BEGIN PROVIDED PASSAGE

Evarist Bartolo
Speaker
Profile
Evarist Bartolo is a Maltese politician within the Labour Party and until very recently he has served as the Minister for Foreign and European Affairs. He previously served as Malta’s Minister for Education and Employment between 2013 and January 2020, with another term as Minister for Education and Culture between 1996 and 1998.
As Minister for Foreign Affairs he focused on building Malta’s reputation in bi-lateral relations, EU-Africa ties, and links with Gulf States, as well as diplomatic studies, migration and the Libyan peace process. He also served as Shadow Minister for tourism.
Bartolo was born in 1952 in Mellieha, a conservative, rural town in the north of Malta. He served as a member of the Maltese Parliament between 1992 and 2022. In 1975 Bartolo graduated from the University of Malta with a B.A.(Hons) degree in English Literature. In 1984 he was awarded a scholarship for a diploma course in journalism at Stanford University. He then read for a Master’s in Education at the University of Cardiff which he completed in 1986.

END PROVIDED PASSAGE
BEGIN INFORMATION SHOWN

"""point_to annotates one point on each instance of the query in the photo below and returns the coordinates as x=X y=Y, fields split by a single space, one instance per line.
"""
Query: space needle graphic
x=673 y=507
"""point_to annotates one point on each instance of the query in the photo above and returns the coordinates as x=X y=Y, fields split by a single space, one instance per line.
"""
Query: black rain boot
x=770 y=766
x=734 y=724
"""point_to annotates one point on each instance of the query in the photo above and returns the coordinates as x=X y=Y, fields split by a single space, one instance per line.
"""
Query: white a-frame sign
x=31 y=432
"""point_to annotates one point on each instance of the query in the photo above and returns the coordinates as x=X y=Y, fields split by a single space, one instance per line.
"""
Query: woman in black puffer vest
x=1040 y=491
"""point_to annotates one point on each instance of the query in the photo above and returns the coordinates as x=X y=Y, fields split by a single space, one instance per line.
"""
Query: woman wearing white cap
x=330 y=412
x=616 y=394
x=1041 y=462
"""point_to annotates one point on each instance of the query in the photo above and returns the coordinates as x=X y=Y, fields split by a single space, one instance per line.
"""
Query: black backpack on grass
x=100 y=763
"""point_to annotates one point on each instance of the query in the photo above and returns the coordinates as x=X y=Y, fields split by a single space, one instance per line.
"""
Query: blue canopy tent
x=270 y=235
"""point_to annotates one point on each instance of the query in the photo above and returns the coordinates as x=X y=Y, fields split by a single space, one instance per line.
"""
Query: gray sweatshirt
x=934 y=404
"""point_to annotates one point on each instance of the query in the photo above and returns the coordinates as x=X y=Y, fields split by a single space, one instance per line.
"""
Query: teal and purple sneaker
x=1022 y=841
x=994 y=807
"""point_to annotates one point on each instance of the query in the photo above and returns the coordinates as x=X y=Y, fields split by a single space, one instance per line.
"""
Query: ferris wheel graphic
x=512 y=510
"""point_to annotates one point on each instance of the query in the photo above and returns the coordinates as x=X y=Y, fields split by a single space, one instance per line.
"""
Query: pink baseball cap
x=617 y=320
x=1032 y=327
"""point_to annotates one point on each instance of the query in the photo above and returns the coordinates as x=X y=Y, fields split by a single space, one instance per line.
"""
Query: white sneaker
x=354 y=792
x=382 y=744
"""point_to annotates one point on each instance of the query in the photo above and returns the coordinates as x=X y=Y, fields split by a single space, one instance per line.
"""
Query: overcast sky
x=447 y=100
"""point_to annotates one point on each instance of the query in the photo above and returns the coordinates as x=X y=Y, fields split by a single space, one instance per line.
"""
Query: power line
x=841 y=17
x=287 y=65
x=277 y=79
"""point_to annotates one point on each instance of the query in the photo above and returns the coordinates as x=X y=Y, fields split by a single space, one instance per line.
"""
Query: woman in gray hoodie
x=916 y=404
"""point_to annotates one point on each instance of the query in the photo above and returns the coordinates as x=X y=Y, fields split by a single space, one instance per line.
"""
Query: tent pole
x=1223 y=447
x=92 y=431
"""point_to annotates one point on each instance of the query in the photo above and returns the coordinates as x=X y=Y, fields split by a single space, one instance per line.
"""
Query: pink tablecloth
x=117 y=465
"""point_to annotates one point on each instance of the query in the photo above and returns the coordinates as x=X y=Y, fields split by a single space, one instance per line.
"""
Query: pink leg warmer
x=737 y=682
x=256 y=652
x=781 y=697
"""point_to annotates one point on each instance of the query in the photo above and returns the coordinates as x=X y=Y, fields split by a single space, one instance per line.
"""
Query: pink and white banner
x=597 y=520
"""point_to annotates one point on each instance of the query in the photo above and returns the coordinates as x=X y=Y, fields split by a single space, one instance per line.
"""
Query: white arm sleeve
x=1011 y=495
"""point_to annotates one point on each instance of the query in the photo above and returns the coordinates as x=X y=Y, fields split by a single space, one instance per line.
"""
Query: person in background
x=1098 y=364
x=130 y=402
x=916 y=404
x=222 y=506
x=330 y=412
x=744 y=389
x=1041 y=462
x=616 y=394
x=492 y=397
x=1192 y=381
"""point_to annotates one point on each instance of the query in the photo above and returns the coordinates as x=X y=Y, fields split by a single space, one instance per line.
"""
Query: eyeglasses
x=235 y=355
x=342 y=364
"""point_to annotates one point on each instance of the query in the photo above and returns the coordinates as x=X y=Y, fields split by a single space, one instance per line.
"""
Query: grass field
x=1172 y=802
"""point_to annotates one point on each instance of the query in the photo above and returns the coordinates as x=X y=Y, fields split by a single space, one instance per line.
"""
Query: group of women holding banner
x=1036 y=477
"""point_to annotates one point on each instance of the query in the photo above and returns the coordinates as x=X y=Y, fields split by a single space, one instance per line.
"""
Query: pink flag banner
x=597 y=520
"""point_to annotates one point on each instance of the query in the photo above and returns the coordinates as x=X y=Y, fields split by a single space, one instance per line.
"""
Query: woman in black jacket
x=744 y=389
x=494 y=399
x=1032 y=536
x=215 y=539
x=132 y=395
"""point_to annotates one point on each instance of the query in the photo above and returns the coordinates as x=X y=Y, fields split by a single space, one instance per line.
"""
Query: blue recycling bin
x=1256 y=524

END INFORMATION SHOWN

> [TASK INSTRUCTIONS]:
Summarize the profile of Evarist Bartolo above in two sentences.

> [WRITTEN ANSWER]:
Evarist Bartolo, born in 1952 in Mellieha, is a Maltese Labour Party politician who sat in Parliament from 1992 to 2022. He held posts as Minister for Foreign and European Affairs, Minister for Education and Employment (2013 to January 2020) and Minister for Education and Culture (1996 to 1998), and he earned a B.A.(Hons) in English Literature from the University of Malta in 1975, received a 1984 scholarship for a journalism diploma course at Stanford, and completed a Master's in Education at Cardiff in 1986.